TESE DE DOUTORADO. Jardins Possíveis. Luciana Souza Bragança
Começo com o conceito de possível. Possível (Lévy, 1996, p.16) seria algo que já estaria
constituído, estando somente em estado latente, pronto a se transformar no real. Levy,
baseado em Deleuse, considera algo previsível e estático, a passagem do possível para o real.
Entretanto, mesmo dentro da previsibilidade, o possível abarca elementos não hegemônicos
que mesmo com possibilidade de passagem para o real tem dificuldade para fazê-lo por
condições do contexto da cidade.
Para a pesquisa, associa-se o possível à característica de geratividade e, portanto, de
criatividade já latente no território. O possível é dotado de qualidades. Tais qualidades são
potências abstratas que podem ou não se transformar em real, mas tem grandes chances de
Fazê-lo. Jardins possíveis são híbridos de natureza /cultura presentes no território com
potência para recriá-lo ao tornarem-se real.
Para Gonçalves (1998), o conceito de Natureza não é natural, e sim uma construção social, pois
toda sociedade, toda cultura cria e institui uma determinada ideia de Natureza que se define
como aquilo que se opõe à cultura. Esta seria então, em vários casos, algo superior que
domina a natureza. Tal domínio tem origem com a agricultura. O processo de sedimentação da
ideia de uma natureza objetiva e exterior ao humano e a ideia de homem não-natural e fora da
natureza ocorreu e se aprofundou principalmente com a industrialização. Esse dualismo se
mostra primordial para afirmar a preponderância dos humanos sobre os não-humanos, estes
englobados pelo conceito moderno de natureza, e para a exploração desses bens.
Segundo o autor (GONÇALVES 1998) o movimento ecológico pode ser entendido como
produto da relação natureza e sociedade, fundamentado como um movimento de caráter
político-cultural, onde cada povo constrói seu conceito de natureza, estabelecendo-o ao
mesmo tempo em que institui suas relações sociais. “Estávamos acostumados à ideia de que
nossa fisiologia, nossa anatomia descende da dos primatas. Deveríamos habituar-nos à ideia
de que o mesmo acontece com o nosso corpo social.” (GONÇALVES 1998 p.82) Mas no
ocidente coloca-se a cultura contra a natureza, o que deveria ser o contrário, pois ela é um dos
pilares pelo qual os homens criam suas relações sociais, sua produção material, enfim sua
cultura. Cultura é, portanto parte da natureza: a forma como humanos coexistem com os não-
humanos. Jardins são pois elementos possíveis para exemplificar esse conceito de natureza
abrangente presentes no território.
Numa concepção clássica de jardim ele é considerado um microcosmo do infinito, a
representação de um mundo, de uma cosmologia. Historicamente podemos destacar algumas
dessas representações: os jardins como o microcosmo religioso, o jardim como a
representação do poder e mais recentemente o jardim particular como uma projeção
individual de ascensão social. A que cosmovisões eles nos remetem hoje?

####################

# [DESAFIOS]
1 – Responda com base no trecho sobre jardins possíveis:
(a) Segundo Lévy, o que seria o possível?
(b) Para Gonçalves, com o que tem origem o domínio da cultura sobre a natureza?
(c) Que representações históricas do jardim o trecho destaca?
2 – Escreva a continuação do trecho sobre jardins possíveis, partindo da pergunta com que ele termina.
As linhas a seguir não fazem falta.

####################

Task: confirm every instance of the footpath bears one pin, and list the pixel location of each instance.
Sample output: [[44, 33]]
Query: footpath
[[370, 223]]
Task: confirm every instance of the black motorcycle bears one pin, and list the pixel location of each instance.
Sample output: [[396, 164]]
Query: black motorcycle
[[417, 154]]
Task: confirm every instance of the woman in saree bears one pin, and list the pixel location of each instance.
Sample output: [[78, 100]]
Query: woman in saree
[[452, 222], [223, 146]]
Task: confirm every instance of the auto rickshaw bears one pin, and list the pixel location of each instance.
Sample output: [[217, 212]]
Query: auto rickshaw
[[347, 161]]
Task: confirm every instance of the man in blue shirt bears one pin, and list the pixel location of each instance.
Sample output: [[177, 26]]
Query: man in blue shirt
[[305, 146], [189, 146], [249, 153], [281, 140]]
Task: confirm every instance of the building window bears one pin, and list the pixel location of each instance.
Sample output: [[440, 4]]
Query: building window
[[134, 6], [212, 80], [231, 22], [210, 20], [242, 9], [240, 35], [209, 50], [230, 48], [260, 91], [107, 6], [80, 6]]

####################

# [RESPOSTAS]
1 –
(a) Algo que já estaria constituído, somente em estado latente, pronto a se transformar no real.
(b) Com a agricultura.
(c) O jardim como microcosmo religioso, como representação do poder e, mais recentemente, o jardim particular como projeção individual de ascensão social.

2 –
Para o paisagista Frances Gilles Clément, o conceito de Jardim é uma área, pública ou privada,
onde a arte da jardinagem - para o sustento, prazer, parques ou outros programas de
acompanhamento, urbano ou rural - é praticada em harmonia com a natureza e o homem,
livre da dominação de mercado. Eles são lugares de resistência. Diversidade, tanto biológica e
cultural, bem como a preservação da água, do solo e do ar é incentivada para o bem comum.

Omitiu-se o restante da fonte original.